• **Records for this task**
◇ ◇ ◇ ◇

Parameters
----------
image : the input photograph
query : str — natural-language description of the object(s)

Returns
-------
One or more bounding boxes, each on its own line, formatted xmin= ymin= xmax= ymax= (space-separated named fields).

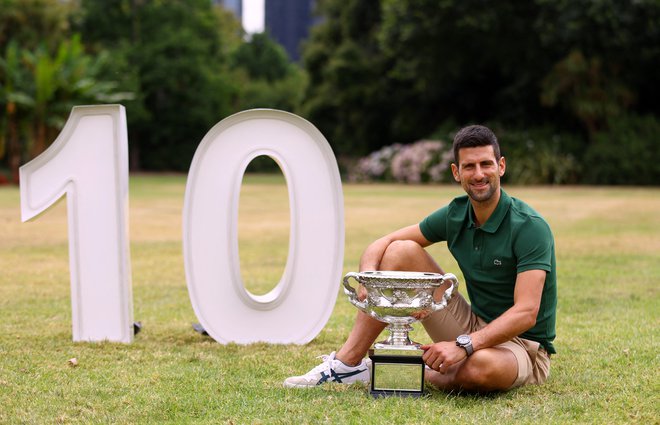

◇ ◇ ◇ ◇

Write the records above out again exactly, with no pictures in your copy.

Parameters
----------
image : the input photograph
query : str — natural-language description of the object(s)

Returns
-------
One or more bounding boxes, each on its own line, formatted xmin= ymin= xmax= ymax= (space-separated named fields).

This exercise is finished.